:: Problem to work on ::
Pull out every line of the items below that contains the word "woman", copying each line in full.
======== Input material ========
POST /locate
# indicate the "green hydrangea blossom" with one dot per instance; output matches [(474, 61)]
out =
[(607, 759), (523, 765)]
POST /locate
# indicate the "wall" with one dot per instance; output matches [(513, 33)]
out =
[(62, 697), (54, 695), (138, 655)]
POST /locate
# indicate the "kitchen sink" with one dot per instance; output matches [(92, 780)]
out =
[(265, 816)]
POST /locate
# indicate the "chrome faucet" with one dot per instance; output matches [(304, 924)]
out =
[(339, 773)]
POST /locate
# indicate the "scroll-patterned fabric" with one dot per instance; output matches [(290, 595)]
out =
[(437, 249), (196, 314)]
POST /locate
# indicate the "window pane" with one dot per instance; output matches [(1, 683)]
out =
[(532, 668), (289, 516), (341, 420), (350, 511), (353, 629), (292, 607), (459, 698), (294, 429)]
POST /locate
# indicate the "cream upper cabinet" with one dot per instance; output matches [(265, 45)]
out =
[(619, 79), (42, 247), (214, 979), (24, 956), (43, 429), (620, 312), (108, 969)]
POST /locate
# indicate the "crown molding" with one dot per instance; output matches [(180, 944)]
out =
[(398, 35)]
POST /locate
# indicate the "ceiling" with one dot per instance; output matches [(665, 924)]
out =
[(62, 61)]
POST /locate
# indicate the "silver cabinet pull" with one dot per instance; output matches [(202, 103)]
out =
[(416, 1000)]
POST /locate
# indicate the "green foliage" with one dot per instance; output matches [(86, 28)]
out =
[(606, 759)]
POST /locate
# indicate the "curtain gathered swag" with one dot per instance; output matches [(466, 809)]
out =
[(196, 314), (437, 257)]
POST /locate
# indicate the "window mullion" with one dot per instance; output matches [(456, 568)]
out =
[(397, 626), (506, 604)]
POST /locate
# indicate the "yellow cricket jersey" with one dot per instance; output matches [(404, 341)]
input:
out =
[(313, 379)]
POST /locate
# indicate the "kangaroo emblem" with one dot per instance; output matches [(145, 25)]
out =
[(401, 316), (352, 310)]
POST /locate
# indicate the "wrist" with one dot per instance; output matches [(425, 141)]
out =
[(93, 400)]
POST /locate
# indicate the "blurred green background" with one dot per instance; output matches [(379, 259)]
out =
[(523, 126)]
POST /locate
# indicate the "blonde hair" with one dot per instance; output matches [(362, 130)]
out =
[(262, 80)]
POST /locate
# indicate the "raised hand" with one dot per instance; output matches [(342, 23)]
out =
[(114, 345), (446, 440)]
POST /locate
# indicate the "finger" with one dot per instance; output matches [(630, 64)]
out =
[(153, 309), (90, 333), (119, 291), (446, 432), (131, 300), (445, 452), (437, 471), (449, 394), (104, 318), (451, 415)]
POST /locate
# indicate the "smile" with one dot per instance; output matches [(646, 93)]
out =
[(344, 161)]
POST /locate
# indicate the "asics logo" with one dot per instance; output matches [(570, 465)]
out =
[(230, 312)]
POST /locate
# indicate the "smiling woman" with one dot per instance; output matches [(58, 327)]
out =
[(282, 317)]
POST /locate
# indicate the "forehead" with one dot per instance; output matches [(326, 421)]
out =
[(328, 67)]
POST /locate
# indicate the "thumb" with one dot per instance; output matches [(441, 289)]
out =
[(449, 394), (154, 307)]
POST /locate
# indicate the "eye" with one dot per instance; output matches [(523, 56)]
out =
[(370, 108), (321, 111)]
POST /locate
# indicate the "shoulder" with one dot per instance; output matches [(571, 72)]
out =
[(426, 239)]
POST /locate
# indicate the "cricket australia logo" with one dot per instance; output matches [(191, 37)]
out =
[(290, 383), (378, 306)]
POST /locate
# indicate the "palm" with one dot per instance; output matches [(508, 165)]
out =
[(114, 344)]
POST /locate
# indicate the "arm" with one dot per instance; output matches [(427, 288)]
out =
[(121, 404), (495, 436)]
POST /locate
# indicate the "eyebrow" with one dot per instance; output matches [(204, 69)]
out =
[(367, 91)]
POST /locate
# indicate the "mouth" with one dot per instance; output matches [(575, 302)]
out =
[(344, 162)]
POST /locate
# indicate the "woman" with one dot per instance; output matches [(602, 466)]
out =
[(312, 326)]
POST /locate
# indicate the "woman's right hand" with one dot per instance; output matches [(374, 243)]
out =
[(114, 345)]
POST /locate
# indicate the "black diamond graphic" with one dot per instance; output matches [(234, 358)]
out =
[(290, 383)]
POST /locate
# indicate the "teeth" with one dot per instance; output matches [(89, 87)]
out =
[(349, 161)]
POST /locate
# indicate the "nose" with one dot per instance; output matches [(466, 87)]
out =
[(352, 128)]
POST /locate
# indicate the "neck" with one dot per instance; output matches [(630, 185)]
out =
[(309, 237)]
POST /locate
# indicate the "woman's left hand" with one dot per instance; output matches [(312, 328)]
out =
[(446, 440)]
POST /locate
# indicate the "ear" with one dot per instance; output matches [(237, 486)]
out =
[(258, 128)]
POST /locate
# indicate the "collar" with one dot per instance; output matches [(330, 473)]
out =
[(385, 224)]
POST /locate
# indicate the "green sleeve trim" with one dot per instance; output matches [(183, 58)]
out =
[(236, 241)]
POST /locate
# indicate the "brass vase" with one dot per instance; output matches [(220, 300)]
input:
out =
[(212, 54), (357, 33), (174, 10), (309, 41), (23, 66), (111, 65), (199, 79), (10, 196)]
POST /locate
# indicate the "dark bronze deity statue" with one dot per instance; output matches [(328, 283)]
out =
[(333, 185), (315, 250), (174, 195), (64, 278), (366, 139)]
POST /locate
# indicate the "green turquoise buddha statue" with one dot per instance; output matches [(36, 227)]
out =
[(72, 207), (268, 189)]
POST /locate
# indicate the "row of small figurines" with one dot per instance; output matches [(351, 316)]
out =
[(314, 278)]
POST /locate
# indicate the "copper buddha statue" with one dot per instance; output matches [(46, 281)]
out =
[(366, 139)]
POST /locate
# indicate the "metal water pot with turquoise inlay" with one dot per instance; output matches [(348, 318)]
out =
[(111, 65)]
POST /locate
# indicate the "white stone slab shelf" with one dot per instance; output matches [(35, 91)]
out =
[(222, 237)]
========
:: Complete answer ::
# indicate the "smiling woman" with one dot per instance; output matches [(58, 327)]
# indicate the "woman" with one dot per instance; output matches [(602, 466)]
# indicate the "woman's right hand" with one dot per instance; output matches [(374, 243)]
# indicate the "woman's left hand" with one dot per instance; output matches [(312, 328)]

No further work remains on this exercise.